*EXERCISE DIRECTIONS:* Copy out all of the data word for word. Omit every picture.
=== Section Start ===
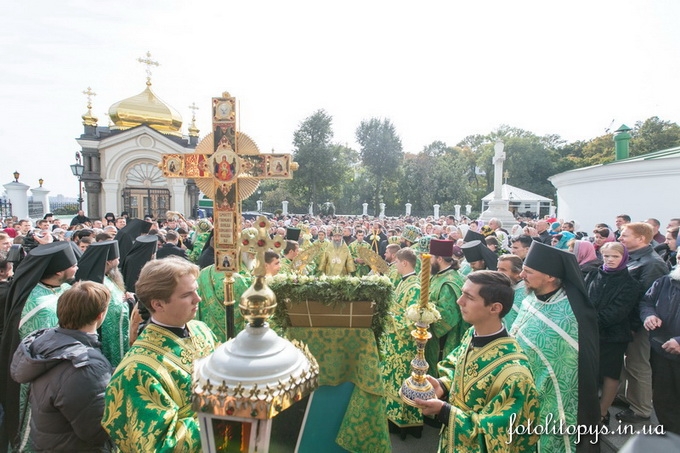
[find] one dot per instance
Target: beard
(247, 261)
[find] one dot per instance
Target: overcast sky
(438, 70)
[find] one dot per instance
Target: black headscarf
(473, 236)
(142, 252)
(42, 261)
(478, 251)
(127, 235)
(92, 265)
(563, 265)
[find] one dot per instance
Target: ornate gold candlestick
(423, 314)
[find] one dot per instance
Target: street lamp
(77, 170)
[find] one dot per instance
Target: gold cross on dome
(193, 107)
(89, 93)
(148, 62)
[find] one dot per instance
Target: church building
(121, 160)
(641, 186)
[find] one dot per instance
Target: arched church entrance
(145, 192)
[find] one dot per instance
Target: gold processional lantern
(249, 380)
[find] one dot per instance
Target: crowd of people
(543, 324)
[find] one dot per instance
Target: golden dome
(146, 108)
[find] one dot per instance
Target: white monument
(16, 193)
(40, 195)
(498, 208)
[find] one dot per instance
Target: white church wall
(123, 151)
(639, 188)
=== Section End ===
*SOLUTION TO THIS EXERCISE:*
[find] one dot per instance
Target: beard
(247, 261)
[find] one dot per instance
Target: overcast sky
(438, 70)
[find] one dot per instance
Target: black headscarf
(473, 236)
(142, 252)
(42, 261)
(478, 251)
(127, 235)
(92, 265)
(563, 265)
[find] one dot per instance
Target: ornate gold candlestick
(423, 314)
[find] one dot per instance
Target: street lamp
(77, 170)
[find] one dot per instance
Target: gold cross on dome
(193, 107)
(89, 93)
(148, 62)
[find] one dot per instance
Target: church building
(121, 160)
(641, 186)
[find] one dot per instance
Target: arched church entrance
(145, 192)
[find] one dot per instance
Target: gold processional lantern
(249, 380)
[find] one dot per instance
Target: crowd of people
(543, 324)
[find] one dot per instance
Target: golden dome
(146, 108)
[find] one dot per instance
Target: white monument
(16, 193)
(40, 195)
(498, 208)
[find] one dot per instance
Target: white church wall
(123, 151)
(639, 188)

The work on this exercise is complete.